Vivere l’accoglienza è un viaggio alla scoperta della nostra interiorità che mette a nudo le fragilità e ombre di ciascuno e ci spinge ad uscire da noi stessi per immergerci nel vissuto dell’altro, scoprendo che le sue diversità possono ampliare la nostra visione del mondo e permetterci di guardare la vita da diverse prospettive. Questa è stata l’esperienza di Michela e Christian, due sposi che hanno affrontato con coraggio e gratitudine le sfide e le gioie di accogliere nella loro coppia Alessandro, un bambino in affido, e più tardi adottando Miguel Angel e Moisés David, due bambini di origine colombiana. Un lungo percorso che raccontano nel loro libro-testimonianza: “Questa navicella sta entrando in orbita. Diario di bordo di una famiglia adottiva” (Tau Editrice).

**ESTRATTO DEI DATI:**
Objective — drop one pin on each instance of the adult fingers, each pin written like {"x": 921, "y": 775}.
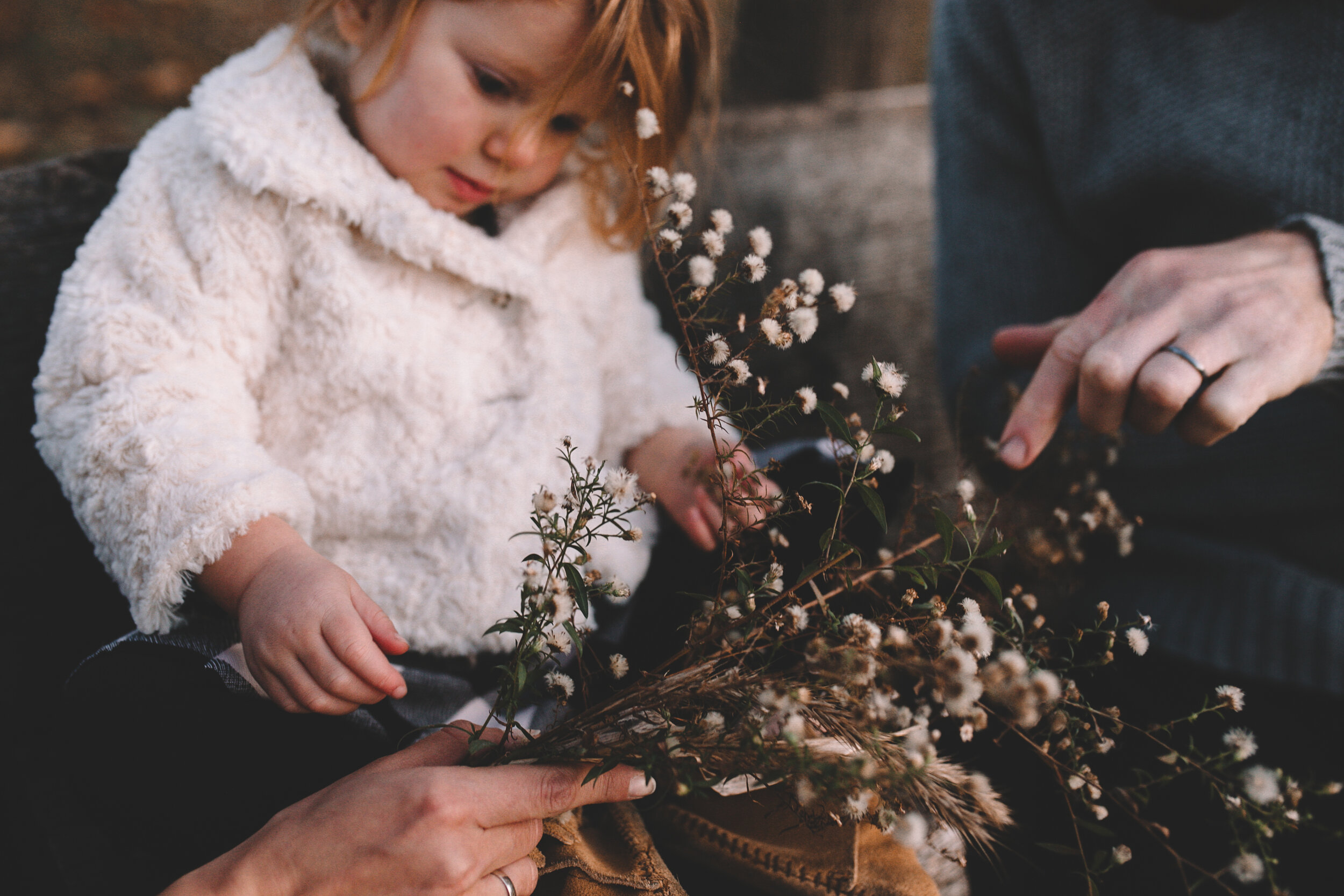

**COSA PRODURRE:**
Ripeti per intero, senza alcuna modifica, il brano sull'esperienza di accoglienza di Michela e Christian. Non c'è bisogno di usare i dati.

**RISPOSTA:**
Vivere l’accoglienza è un viaggio alla scoperta della nostra interiorità che mette a nudo le fragilità e ombre di ciascuno e ci spinge ad uscire da noi stessi per immergerci nel vissuto dell’altro, scoprendo che le sue diversità possono ampliare la nostra visione del mondo e permetterci di guardare la vita da diverse prospettive. Questa è stata l’esperienza di Michela e Christian, due sposi che hanno affrontato con coraggio e gratitudine le sfide e le gioie di accogliere nella loro coppia Alessandro, un bambino in affido, e più tardi adottando Miguel Angel e Moisés David, due bambini di origine colombiana. Un lungo percorso che raccontano nel loro libro-testimonianza: “Questa navicella sta entrando in orbita. Diario di bordo di una famiglia adottiva” (Tau Editrice).